▶ WHAT YOU ARE ASKED TO DO
Quote the data below line for line without any changes, omitting the pictures from your reply.

▶ RECORDS TO PROCESS
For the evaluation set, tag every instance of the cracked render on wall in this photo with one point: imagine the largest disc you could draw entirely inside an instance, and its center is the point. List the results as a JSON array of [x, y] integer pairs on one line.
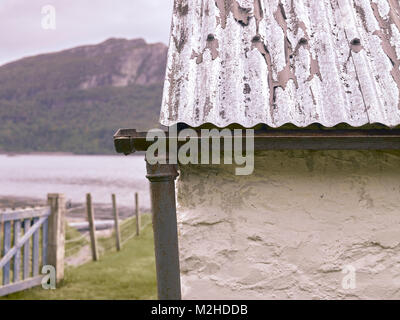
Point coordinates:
[[288, 230]]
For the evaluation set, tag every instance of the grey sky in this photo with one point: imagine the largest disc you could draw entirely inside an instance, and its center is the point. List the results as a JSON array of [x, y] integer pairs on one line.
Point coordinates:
[[79, 22]]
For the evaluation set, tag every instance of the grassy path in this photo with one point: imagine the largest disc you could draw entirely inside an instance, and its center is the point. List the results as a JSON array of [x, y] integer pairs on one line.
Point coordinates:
[[128, 274]]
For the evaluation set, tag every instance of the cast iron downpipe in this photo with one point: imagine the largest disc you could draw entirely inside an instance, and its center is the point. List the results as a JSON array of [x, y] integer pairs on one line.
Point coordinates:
[[162, 187]]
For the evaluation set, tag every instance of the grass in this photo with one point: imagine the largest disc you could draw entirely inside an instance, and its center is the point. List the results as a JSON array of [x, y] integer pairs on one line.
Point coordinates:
[[72, 248], [128, 274]]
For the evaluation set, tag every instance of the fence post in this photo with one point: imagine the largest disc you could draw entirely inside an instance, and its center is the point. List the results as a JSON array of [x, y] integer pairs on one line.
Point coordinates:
[[137, 213], [92, 227], [116, 222], [56, 233]]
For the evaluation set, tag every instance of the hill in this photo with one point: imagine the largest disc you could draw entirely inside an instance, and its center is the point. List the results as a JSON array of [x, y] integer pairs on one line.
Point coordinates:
[[74, 100]]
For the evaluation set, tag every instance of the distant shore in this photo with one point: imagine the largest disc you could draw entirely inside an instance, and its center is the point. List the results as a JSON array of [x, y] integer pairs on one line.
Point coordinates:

▶ SOLUTION BELOW
For the evaluation set, tag every instance of the cracked render on wall in this photo with one point: imagine the largest disc you could draw entirely inside an instance, and its center is the point. List the results as a JSON array of [x, y] integer pairs on one line.
Point coordinates:
[[288, 230]]
For the evaluation set, tag every instance of the grey sky in this photo with one point: imagine the largest disc you could draw entirely inside an instance, and its center is the point. List the results as a JSON array of [x, y] integer pairs on one line.
Point coordinates:
[[79, 22]]
For the evaluation set, tag every instance of the grassy path in this photo with one point: imagine the largest disc you could draw entirely inside an instance, and its center is the point. List the results as a JSON array of [x, y] integer pairs on one line.
Point coordinates:
[[128, 274]]
For the evaluation set, tag every instance of the cast iron downpipe in this photo with one point: imagine the largest disc you could draw entirely inside an instance, and its center is the point. List the results as a JSON array of [x, y] integer pairs on one line.
Point coordinates:
[[162, 187]]
For the evaluation set, tag every instance of the grass in this photo with one point: imagine the largest disc you could draw entirely inside an instance, and its center is the point. List the results as a JSON array of [x, y] integer pairs on one line.
Point coordinates:
[[72, 248], [128, 274]]
For the evaluation set, tag every instance of the fence post in this photo with one point: imagine the largest disc you could draw entirely inside an instance, and its center is the point. List the results as a JSON array of [x, y] integer pairs on one line.
Point coordinates:
[[137, 213], [92, 227], [116, 222], [56, 233]]
For the evaluation set, tag every instance of the hill in this photo with one point: imagine the largest disc you could draw entirely inside an instance, and its center is the point. List the results as a JSON array of [x, y] integer pairs on one line.
Point coordinates:
[[74, 100]]
For the evaluation set, tag every instance of the distant shore in this photo with one point: imagine the largest disc you could draw entirely inside an instance, and its center is the point. List the results as a JSON array of [x, y] integer pairs on one line.
Point coordinates:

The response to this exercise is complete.